===== DATASET EXTRACT =====

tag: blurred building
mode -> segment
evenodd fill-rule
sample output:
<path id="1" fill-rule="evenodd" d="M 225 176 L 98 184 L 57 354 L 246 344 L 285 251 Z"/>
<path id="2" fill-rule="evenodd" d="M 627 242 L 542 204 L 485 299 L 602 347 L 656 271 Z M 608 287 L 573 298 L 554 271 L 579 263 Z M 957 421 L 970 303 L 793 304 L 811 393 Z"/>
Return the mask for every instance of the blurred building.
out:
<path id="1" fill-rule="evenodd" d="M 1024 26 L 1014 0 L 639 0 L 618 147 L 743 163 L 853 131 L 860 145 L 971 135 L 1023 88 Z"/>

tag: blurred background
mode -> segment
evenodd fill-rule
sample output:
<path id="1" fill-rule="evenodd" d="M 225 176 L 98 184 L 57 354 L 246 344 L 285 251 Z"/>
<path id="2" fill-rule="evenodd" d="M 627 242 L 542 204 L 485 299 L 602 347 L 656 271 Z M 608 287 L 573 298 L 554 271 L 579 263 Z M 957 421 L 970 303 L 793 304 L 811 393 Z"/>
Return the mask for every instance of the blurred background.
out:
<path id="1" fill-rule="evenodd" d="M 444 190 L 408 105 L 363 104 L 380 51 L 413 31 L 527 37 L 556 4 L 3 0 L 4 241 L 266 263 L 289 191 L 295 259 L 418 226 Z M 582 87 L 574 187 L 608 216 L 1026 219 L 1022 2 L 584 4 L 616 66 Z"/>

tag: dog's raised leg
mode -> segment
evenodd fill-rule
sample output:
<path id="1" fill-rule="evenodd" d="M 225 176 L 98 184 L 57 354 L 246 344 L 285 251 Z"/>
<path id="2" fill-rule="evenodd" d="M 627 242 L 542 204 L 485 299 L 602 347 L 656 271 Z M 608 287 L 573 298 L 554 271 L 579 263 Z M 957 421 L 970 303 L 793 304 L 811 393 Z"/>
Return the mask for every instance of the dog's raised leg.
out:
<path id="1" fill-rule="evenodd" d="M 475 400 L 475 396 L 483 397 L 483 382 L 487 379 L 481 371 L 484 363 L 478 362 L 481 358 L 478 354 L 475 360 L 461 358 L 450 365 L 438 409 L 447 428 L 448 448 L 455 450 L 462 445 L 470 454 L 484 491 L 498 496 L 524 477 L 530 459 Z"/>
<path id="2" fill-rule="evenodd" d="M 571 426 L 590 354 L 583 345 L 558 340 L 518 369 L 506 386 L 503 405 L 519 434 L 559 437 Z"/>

=====

■ **YOUR GOAL**
Each of the records should be retyped exactly.

■ **WORKED ANSWER**
tag: blurred building
mode -> segment
evenodd fill-rule
sample output:
<path id="1" fill-rule="evenodd" d="M 225 176 L 98 184 L 57 354 L 246 344 L 285 251 Z"/>
<path id="2" fill-rule="evenodd" d="M 627 242 L 542 204 L 485 299 L 602 347 L 656 271 Z M 608 287 L 573 298 L 554 271 L 579 263 Z M 957 421 L 970 303 L 793 304 L 811 393 Z"/>
Return the mask for every instance of the blurred building.
out:
<path id="1" fill-rule="evenodd" d="M 1024 26 L 1014 0 L 639 0 L 618 147 L 743 163 L 853 131 L 860 145 L 971 135 L 1023 88 Z"/>

tag: blurred background
mode -> segment
evenodd fill-rule
sample output:
<path id="1" fill-rule="evenodd" d="M 225 176 L 98 184 L 57 354 L 246 344 L 285 251 Z"/>
<path id="2" fill-rule="evenodd" d="M 627 242 L 542 204 L 485 299 L 602 347 L 656 271 Z M 608 287 L 573 298 L 554 271 L 579 263 Z M 957 421 L 970 303 L 793 304 L 811 393 Z"/>
Return the mask for every instance of the blurred background.
out:
<path id="1" fill-rule="evenodd" d="M 444 190 L 408 105 L 363 104 L 380 51 L 413 31 L 527 37 L 556 4 L 3 0 L 4 241 L 266 263 L 289 191 L 295 259 L 418 226 Z M 582 87 L 574 187 L 608 216 L 1026 219 L 1022 2 L 584 4 L 616 66 Z"/>

tag: dog's raised leg
mode -> segment
evenodd fill-rule
sample output:
<path id="1" fill-rule="evenodd" d="M 225 176 L 98 184 L 57 354 L 246 344 L 285 251 Z"/>
<path id="2" fill-rule="evenodd" d="M 627 242 L 542 204 L 485 299 L 602 347 L 656 271 Z M 608 287 L 573 298 L 554 271 L 579 263 Z M 957 421 L 970 303 L 793 304 L 811 393 Z"/>
Return the mask for every instance of the dog's raised leg.
out:
<path id="1" fill-rule="evenodd" d="M 475 400 L 475 396 L 483 397 L 483 382 L 487 379 L 481 371 L 484 363 L 478 362 L 481 358 L 478 354 L 475 360 L 461 358 L 450 365 L 438 409 L 447 428 L 448 448 L 455 450 L 462 445 L 470 454 L 484 491 L 498 496 L 524 477 L 530 459 Z"/>
<path id="2" fill-rule="evenodd" d="M 571 426 L 590 354 L 583 345 L 558 340 L 518 369 L 506 386 L 503 405 L 519 434 L 559 437 Z"/>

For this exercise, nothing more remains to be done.